- Aim -
Please quote, word for word, the lines of the material below, starting with the line that contains "Every instance of the bride's" and going on through the line that contains "[[424, 343]]".

- Dataset records -
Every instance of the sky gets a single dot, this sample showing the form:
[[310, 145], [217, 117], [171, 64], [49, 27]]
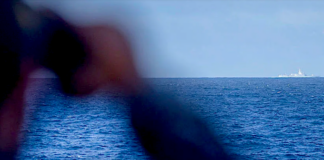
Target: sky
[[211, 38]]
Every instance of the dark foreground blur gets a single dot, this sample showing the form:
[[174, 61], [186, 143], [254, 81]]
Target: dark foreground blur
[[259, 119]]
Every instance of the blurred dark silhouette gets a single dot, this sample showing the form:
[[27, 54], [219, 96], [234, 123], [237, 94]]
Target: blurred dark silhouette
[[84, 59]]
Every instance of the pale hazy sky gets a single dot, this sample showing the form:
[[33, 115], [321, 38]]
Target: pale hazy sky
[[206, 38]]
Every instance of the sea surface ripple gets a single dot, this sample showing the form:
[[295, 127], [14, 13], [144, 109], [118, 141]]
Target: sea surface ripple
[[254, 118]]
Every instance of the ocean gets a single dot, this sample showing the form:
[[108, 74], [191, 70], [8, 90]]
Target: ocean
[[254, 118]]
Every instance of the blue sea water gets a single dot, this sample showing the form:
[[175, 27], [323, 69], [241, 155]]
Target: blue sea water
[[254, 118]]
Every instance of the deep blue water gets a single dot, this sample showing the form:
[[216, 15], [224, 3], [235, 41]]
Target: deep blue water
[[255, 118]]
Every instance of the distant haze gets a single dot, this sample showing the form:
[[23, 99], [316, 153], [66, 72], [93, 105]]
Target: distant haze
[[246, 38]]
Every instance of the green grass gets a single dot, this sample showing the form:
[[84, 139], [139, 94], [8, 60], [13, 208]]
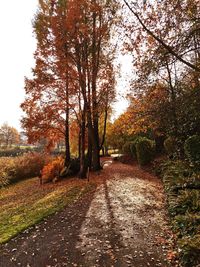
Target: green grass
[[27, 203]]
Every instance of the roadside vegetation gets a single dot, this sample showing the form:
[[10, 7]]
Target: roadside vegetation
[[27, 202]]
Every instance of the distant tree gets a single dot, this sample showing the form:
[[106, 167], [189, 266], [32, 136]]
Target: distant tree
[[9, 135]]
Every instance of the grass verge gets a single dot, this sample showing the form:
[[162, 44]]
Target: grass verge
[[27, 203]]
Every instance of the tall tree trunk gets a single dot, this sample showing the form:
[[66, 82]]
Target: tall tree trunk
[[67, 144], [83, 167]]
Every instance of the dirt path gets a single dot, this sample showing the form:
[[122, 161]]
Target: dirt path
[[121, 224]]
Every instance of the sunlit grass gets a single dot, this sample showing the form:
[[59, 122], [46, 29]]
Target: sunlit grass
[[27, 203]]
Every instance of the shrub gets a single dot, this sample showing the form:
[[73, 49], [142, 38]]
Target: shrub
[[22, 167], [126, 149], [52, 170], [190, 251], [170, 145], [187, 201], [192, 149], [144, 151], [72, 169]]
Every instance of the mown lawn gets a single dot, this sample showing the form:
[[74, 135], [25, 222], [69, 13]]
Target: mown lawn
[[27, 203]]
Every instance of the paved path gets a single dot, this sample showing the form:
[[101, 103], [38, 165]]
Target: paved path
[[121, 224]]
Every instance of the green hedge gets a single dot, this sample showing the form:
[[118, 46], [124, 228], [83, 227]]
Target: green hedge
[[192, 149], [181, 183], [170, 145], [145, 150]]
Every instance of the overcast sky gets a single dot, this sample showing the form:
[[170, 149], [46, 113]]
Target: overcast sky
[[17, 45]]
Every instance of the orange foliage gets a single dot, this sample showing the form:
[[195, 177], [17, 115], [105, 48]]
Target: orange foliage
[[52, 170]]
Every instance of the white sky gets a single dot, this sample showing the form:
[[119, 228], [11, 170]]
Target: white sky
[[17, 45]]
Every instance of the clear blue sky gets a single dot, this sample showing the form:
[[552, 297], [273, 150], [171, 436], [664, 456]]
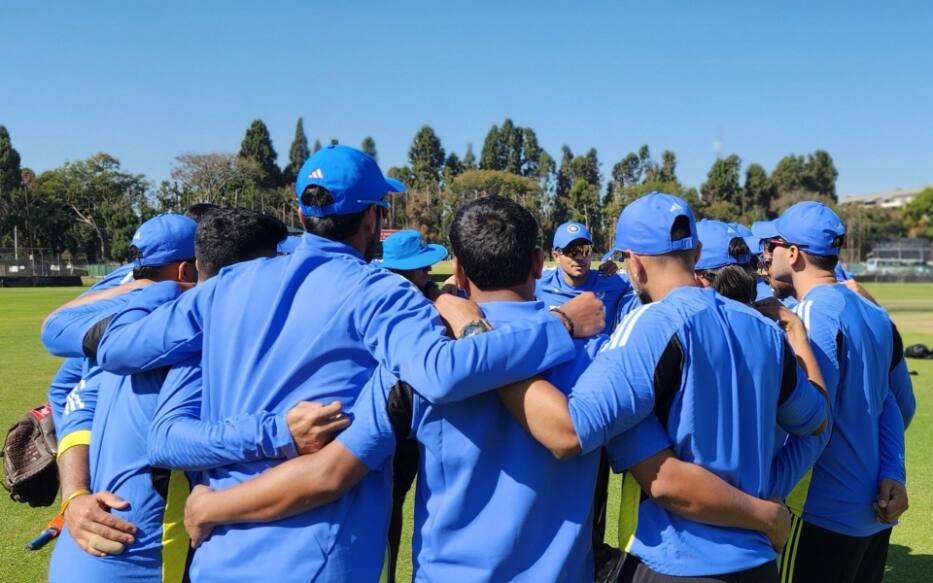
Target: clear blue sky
--
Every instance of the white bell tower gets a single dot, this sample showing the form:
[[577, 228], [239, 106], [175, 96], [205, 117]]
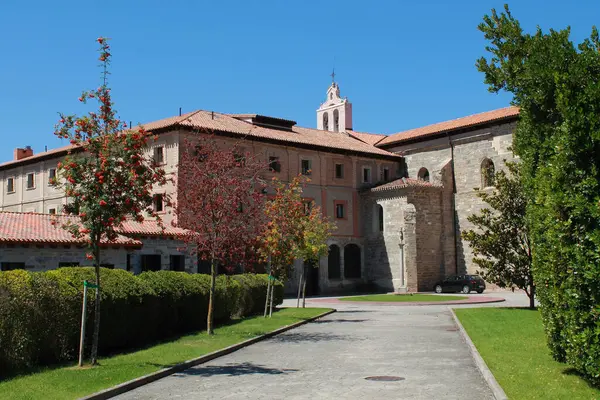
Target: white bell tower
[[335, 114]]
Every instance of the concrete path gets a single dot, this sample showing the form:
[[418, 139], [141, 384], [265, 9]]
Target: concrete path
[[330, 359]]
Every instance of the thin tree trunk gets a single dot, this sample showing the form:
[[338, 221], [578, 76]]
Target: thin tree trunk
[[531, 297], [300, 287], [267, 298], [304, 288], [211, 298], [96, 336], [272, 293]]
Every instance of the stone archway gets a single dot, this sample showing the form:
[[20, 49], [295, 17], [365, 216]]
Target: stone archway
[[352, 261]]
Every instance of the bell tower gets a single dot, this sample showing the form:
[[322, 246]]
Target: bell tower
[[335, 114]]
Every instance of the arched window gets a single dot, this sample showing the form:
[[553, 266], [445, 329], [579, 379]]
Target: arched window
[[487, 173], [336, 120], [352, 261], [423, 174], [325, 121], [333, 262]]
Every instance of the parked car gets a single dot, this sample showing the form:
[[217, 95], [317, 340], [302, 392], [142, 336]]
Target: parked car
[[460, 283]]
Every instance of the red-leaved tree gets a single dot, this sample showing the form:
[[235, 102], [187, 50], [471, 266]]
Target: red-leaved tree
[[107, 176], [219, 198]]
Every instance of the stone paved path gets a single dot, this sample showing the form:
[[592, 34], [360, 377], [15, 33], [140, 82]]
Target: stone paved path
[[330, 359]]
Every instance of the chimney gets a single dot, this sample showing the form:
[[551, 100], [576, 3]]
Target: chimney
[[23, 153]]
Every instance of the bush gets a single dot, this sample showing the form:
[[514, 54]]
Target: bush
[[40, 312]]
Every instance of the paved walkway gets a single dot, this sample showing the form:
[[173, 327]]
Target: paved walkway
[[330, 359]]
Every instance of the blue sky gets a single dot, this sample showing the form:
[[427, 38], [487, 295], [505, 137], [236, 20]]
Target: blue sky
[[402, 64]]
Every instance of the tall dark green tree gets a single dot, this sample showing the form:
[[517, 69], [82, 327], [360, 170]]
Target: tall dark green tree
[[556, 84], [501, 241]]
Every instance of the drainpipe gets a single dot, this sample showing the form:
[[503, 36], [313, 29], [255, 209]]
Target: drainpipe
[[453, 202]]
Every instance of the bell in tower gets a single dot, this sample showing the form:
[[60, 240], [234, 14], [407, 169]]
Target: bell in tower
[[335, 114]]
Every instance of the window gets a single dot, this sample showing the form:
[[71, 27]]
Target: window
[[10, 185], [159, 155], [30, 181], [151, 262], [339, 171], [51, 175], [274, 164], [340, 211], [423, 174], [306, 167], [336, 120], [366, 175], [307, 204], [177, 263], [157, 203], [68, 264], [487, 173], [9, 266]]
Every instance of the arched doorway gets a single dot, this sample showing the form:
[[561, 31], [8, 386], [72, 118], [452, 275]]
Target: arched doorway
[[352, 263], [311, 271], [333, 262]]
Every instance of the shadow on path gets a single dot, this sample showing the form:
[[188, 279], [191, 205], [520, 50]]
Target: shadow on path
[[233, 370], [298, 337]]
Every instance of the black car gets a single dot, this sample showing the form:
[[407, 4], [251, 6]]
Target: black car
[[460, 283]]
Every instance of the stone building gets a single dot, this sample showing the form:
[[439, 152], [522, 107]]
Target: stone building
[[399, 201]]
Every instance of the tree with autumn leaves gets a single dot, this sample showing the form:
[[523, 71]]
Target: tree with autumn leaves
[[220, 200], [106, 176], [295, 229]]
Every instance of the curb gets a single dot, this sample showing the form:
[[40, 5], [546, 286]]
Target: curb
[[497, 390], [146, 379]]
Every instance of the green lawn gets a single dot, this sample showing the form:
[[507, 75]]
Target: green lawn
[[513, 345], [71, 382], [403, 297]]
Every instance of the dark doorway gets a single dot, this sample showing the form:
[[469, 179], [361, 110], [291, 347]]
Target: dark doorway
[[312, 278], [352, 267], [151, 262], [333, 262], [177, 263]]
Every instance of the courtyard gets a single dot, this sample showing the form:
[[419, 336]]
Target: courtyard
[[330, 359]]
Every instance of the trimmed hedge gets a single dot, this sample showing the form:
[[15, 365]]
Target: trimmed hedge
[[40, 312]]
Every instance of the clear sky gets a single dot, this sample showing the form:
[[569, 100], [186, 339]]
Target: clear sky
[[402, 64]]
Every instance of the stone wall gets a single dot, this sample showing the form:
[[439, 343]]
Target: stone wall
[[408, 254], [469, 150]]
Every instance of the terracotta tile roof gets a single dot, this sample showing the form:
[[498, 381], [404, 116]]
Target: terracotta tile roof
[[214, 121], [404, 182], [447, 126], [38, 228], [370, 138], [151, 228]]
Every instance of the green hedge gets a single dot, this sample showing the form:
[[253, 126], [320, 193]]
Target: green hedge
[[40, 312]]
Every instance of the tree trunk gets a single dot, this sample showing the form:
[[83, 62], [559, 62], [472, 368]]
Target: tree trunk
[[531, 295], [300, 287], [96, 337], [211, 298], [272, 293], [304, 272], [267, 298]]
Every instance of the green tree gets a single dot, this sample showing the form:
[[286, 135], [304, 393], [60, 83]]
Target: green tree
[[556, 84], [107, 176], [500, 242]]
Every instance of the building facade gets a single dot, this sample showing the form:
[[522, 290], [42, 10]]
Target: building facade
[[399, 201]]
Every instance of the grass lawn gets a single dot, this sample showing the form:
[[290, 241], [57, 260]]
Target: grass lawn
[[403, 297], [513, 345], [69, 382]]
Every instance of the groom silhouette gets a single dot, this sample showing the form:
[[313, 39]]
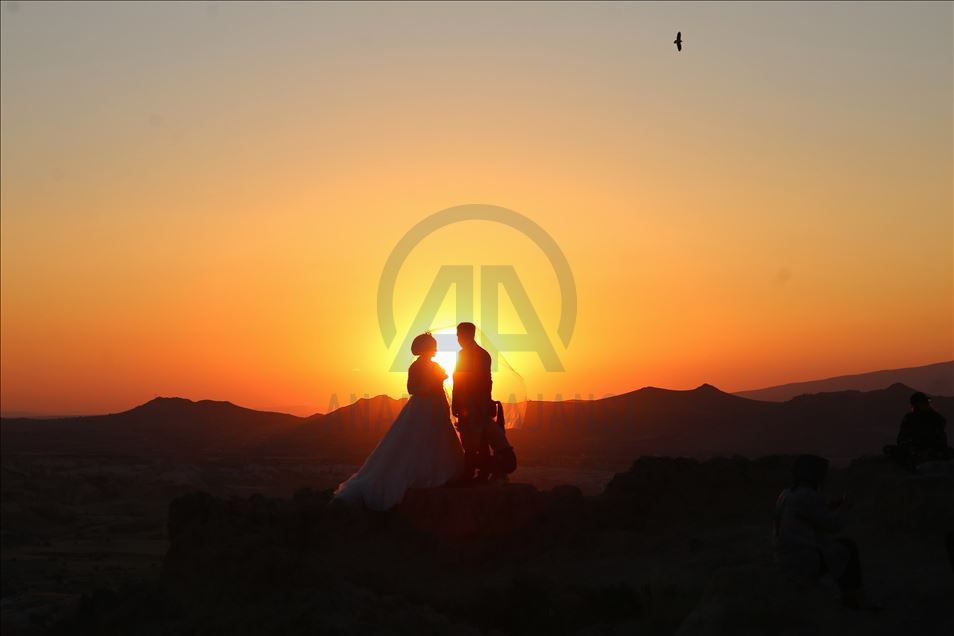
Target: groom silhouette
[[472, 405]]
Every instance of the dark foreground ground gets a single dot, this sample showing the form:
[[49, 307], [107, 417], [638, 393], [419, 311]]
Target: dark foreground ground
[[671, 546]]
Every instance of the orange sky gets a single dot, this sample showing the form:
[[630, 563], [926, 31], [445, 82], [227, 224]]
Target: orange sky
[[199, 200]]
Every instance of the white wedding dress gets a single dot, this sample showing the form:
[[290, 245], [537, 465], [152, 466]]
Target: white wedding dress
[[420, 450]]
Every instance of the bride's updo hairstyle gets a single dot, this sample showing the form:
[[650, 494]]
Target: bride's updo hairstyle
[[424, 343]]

- Problem solution -
Every instance of the bride's updo hairstyle gets a single dot, this sample showing the form:
[[650, 494]]
Target: bride's updo hairstyle
[[424, 343]]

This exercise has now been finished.